(Fragmento proporcionado):
--------------------------------------------------

Para mí la mariguana no significó sino una muleta para poder seguir caminando a trancas y barrancas. Aliviaba la pesadumbre que me corroía el alma. Me proporcionaba momentos de gloria que me cosían a la vida. En definitiva, una terapia como cualquier otra de las que echa mano la gente atribulada, si bien, en este caso, al no estar avalada por la autoridad competente, presenta a las claras no pocas características de índole problemática, derivadas todas ellas, más que nada, de las cuestiones logísticas. Es decir, las naturales dificultades de suministro a las que condena un comercio cuyo valor añadido es una función del riesgo subsecuente a la prohibición.
Todas esas cosas a las que te sometes con resignación cuando todavía conservas un ápice de rebeldía, la suficiente, en cualquier caso, para no correr al ambulatorio a por las correspondientes dosis de prozac. El prozac o similares, que eso si que tiene enganchados a millones de personas a las que nadie mira cuando pasan porque como no exhalan humos olorosos apenas se les nota.
Y ese es el caso, que, salvo esa inevitable experimentación del adolescente, cuando se fuma mariguana no se hace otra cosa que medicarse contra la depresión o como le quieran decir al no poder soportar la vida. Una medicación que entre otras ventajas tiene la de ser muy poco adictiva. Por no hablar de lo barata que le sale al erario público.
Bueno, parece ser que las autoridades de muchos sitios están empezando a aceptar que las cosas son así. Y por eso la despenalizan. Una verdadera pena porque me consta que a la cannabina le viene de madre el efecto coadyuvante de la transgresión. Recuerdo que aquello de ir a pillar por los bajos fondos de la ciudad me daba mucha vidilla. ¡Qué tiempos aquellos!

--------------------------------------------------

(Extracto de datos):
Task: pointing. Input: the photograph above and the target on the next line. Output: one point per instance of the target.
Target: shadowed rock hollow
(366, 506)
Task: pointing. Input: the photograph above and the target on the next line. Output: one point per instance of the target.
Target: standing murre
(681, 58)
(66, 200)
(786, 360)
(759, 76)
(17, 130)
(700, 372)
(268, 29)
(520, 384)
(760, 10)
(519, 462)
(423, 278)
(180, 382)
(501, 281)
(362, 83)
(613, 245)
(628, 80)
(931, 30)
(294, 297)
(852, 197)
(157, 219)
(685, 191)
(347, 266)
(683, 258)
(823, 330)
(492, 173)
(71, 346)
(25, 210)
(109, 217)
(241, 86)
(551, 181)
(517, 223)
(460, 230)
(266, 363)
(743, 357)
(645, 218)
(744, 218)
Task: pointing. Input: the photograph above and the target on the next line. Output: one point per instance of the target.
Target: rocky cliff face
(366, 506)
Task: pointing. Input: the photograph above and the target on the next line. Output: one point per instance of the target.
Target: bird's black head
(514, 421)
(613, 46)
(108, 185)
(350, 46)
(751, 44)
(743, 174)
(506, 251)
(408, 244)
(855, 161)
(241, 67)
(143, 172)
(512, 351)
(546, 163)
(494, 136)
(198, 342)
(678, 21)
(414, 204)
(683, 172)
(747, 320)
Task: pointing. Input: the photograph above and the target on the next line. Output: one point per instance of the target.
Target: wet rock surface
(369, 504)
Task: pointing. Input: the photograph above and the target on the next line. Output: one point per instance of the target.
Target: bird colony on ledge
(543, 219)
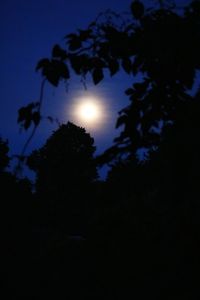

--------------------------------------------------

Devuelve, tal como aparece en el fragmento sobre la mariguana, el pasaje que va desde "Y ese es el" hasta "vidilla. ¡Qué tiempos aquellos!".

(Espacio de respuesta):
Y ese es el caso, que, salvo esa inevitable experimentación del adolescente, cuando se fuma mariguana no se hace otra cosa que medicarse contra la depresión o como le quieran decir al no poder soportar la vida. Una medicación que entre otras ventajas tiene la de ser muy poco adictiva. Por no hablar de lo barata que le sale al erario público.
Bueno, parece ser que las autoridades de muchos sitios están empezando a aceptar que las cosas son así. Y por eso la despenalizan. Una verdadera pena porque me consta que a la cannabina le viene de madre el efecto coadyuvante de la transgresión. Recuerdo que aquello de ir a pillar por los bajos fondos de la ciudad me daba mucha vidilla. ¡Qué tiempos aquellos!